▶ What is required: Each line in the entries below that holds the string "rock" must be copied.

──────── Working data

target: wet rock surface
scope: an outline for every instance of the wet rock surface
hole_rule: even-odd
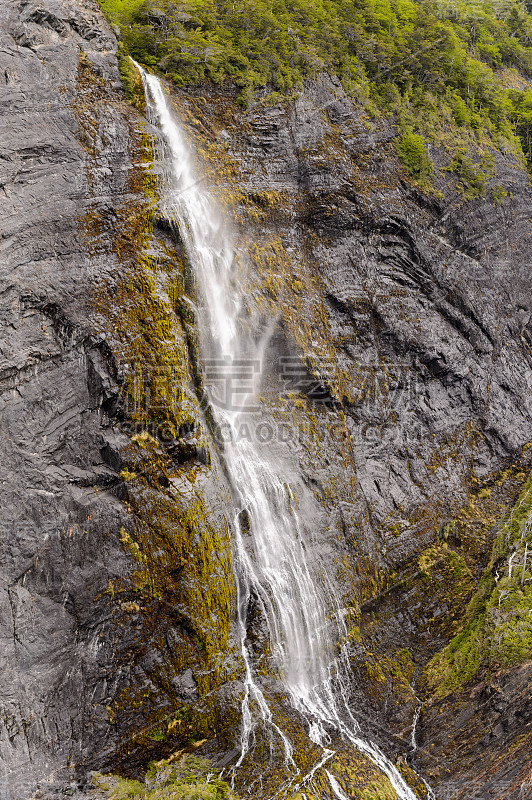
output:
[[[441,171],[427,195],[398,164],[391,123],[369,120],[330,78],[246,114],[207,98],[175,102],[196,141],[223,133],[209,157],[225,191],[241,193],[253,290],[266,318],[277,315],[267,400],[272,429],[286,424],[292,438],[283,446],[274,433],[271,446],[326,510],[315,558],[336,565],[355,607],[362,729],[412,762],[416,678],[460,630],[496,520],[529,468],[528,177],[493,153],[486,196],[466,200],[432,148]],[[500,185],[502,205],[491,200]],[[287,377],[297,358],[305,366]],[[466,725],[453,745],[467,736]],[[431,763],[447,752],[434,742]],[[460,791],[475,775],[481,787],[498,753],[493,741],[477,749]],[[412,763],[423,774],[426,762]],[[431,780],[447,797],[444,772]]]
[[[113,225],[141,199],[141,119],[116,40],[90,0],[5,0],[0,20],[0,795],[22,800],[116,762],[209,667],[190,644],[201,597],[192,611],[177,589],[140,595],[121,534],[137,524],[120,475],[127,365],[97,295],[125,270]],[[200,655],[181,668],[187,642]],[[128,716],[128,691],[147,716]]]
[[[133,237],[128,209],[144,202],[136,172],[145,129],[125,103],[114,35],[90,0],[0,0],[0,20],[0,789],[21,800],[37,786],[42,797],[63,796],[87,769],[134,771],[163,755],[184,723],[176,716],[175,740],[161,742],[158,720],[224,675],[230,687],[238,666],[230,636],[208,644],[216,658],[206,660],[202,645],[208,631],[190,565],[203,559],[210,569],[211,551],[169,545],[164,580],[146,588],[139,574],[154,562],[139,561],[142,537],[128,538],[146,525],[142,509],[157,508],[161,530],[188,526],[207,540],[230,518],[230,494],[192,368],[179,376],[193,420],[182,435],[132,444],[136,429],[125,424],[124,343],[98,298],[136,257],[120,237]],[[203,94],[207,103],[195,92],[175,101],[215,182],[240,193],[237,235],[256,245],[250,297],[275,320],[265,419],[291,431],[272,448],[291,465],[301,501],[307,493],[320,503],[316,561],[329,563],[346,605],[361,606],[351,656],[363,728],[404,755],[417,706],[409,681],[454,632],[446,621],[458,618],[490,538],[471,545],[479,566],[466,558],[471,577],[451,599],[450,573],[430,573],[433,591],[416,559],[480,484],[527,463],[527,176],[511,156],[493,154],[490,188],[504,186],[502,204],[489,189],[464,201],[449,173],[428,196],[400,167],[392,124],[367,119],[327,77],[286,105],[247,112],[229,94]],[[444,152],[431,155],[446,166]],[[162,263],[167,232],[149,235]],[[185,316],[175,333],[182,349]],[[303,377],[287,379],[280,357],[302,361]],[[195,508],[196,493],[207,521],[169,515],[177,496]],[[160,544],[160,530],[147,531]],[[466,539],[449,545],[465,552]],[[231,595],[227,541],[216,549],[225,560],[212,571]],[[389,592],[379,575],[394,570]],[[260,621],[250,636],[263,646]],[[370,649],[381,663],[395,654],[383,680],[368,677]],[[394,684],[397,664],[406,677]],[[497,677],[491,694],[479,687],[422,714],[416,764],[442,797],[453,770],[461,792],[520,796],[511,792],[528,780],[519,744],[530,724],[526,669]],[[499,695],[510,698],[500,709]],[[479,736],[468,741],[473,729]],[[508,749],[512,758],[497,761]],[[451,750],[465,755],[447,765]]]
[[[499,671],[423,713],[416,765],[442,797],[530,794],[531,674],[530,663]]]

────────────────

▶ Finished task:
target: wet rock surface
scope: an outline for every instance of the wet rock surface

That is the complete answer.